Aim
In the article about cartoons based on toys, why does the writer leave Transformers and G.I. Joe off the list? Answer in one to three sentences.

Source extract
I’m mostly a hard-hearted person who rarely thinks fondly of any of my personal bygone eras. In general, I love being an adult way more than I loved being a kid. But one thing I do get nostalgic about are all the cartoons I watched in my formative years, which were many, and how much me watching something led to wanting (beyond reason) the inevitable toys based on that property. I had boxes and boxes of action figures that all got sold once I reached a certain age. That’s marketing at its best; kids love toys and they love cartoons, so naturally they’d go together. But it’s not always merchandise following art, not by a long shot. Often, especially in the ’80s and ’90s, the cartoons would be dreamed up to try to sell more swag.

Below are seven cartoons you may or may not know were based on toys. I’ve excluded ones we all know, like Transfomers and G.I. Joe.

GoBots/Challenge of the GoBots

Aww, poor GoBots. They’re always derided as being the knockoff transformers, but they actually predate the robots in disguise by about a year. Tonka owned these smaller vehicles which turned into smaller robots (sort of like Hot Wheels but with robot bits) and unlike Transformers, they were actually made of metal in a lot of cases. They were sturdier, but also slightly more dangerous. Their cartoon, Challenge of the GoBots produced by Hanna-Barbera, premiered in late 1985 and lasted the prerequisite 65 episodes before being canceled. When Hasbro bought Tonka in 1991, the GoBots universe was retconned to be an alternate Transformers universe. Tough break.

Street Sharks
The power and importance of Playmates’ Teenage Mutant Ninja Turtles toy line and cartoon cannot be overstated. After that proved to be insanely popular to a ridiculous degree, dozens of other superhero teams made up of anthropomorphic teenage dudes came out, with their own line of action figures in tow. None were perhaps more shameless than Mattel’s Street Sharks which first came onto the scene with this very informative action figure commercial.

I mean, they couldn’t be more like “See? We’re like the Ninja Turtles also!” Inexplicably, and perhaps it was an American-Canadian co-production, this got a cartoon series that garnered three whole seasons, with 40 episodes total, running from 1994 to 1997. The TV show also featured allies for the four sharks in the form of a human woman (not unlike April O’Neil) and a human man who enjoyed extreme sports (not unlike Casey Jones). It’s so laughably deliberate looking back, but I was sold.

Care Bears

This has to be one of the only instances in history in which a franchise was spawned from a greeting card. That’s right, the colorful, picture-tummied little bears began life in 1981 as characters on cards created by the American Greetings Corporation, LLC. In 1983, Kenner decided to turn them into plush toys and along with them, a couple of TV specials. Finally, in 1985, a fully-produced animated series which ran on ABC for a year and then in syndication for three further years. Remember the Care Bears’ Stare? What the hell was that?

[Dataset excerpt]
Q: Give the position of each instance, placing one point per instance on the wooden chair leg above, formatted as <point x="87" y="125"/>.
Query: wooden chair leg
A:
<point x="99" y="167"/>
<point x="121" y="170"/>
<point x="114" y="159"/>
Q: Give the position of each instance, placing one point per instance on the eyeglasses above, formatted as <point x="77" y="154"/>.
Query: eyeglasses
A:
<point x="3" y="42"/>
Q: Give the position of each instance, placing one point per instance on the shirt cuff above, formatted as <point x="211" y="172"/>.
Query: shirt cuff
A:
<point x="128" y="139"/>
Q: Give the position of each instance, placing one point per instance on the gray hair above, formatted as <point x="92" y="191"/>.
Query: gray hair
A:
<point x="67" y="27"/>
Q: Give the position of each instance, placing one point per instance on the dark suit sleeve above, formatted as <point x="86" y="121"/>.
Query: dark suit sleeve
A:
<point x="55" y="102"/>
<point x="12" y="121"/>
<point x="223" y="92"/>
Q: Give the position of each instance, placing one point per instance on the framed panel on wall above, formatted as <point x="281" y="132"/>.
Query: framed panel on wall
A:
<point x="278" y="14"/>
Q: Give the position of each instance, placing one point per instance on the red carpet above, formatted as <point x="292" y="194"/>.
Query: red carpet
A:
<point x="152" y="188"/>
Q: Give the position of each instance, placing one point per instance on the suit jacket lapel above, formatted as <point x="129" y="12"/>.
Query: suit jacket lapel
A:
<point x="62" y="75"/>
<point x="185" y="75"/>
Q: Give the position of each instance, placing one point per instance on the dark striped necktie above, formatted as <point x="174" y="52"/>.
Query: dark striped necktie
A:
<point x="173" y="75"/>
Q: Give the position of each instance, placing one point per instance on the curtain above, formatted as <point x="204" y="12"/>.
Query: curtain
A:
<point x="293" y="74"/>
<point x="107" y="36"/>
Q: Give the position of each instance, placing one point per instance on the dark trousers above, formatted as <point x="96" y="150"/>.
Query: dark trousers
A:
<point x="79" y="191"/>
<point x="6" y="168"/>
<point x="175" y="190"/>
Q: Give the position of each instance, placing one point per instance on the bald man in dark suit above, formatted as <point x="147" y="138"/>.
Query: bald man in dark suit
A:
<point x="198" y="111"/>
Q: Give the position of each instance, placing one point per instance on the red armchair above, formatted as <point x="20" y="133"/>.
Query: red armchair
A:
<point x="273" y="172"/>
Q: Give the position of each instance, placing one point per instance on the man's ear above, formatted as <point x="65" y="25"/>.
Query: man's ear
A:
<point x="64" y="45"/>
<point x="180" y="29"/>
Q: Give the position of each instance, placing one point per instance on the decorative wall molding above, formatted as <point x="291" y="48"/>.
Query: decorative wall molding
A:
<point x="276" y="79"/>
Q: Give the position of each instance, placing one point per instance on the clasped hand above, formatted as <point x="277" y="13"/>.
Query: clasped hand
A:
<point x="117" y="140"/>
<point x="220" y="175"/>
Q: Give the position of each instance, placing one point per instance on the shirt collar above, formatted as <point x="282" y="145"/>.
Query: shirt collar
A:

Finished task
The writer leaves them out because everyone already knows they were based on toys. The list is meant for cartoons that readers may or may not know came from toy lines.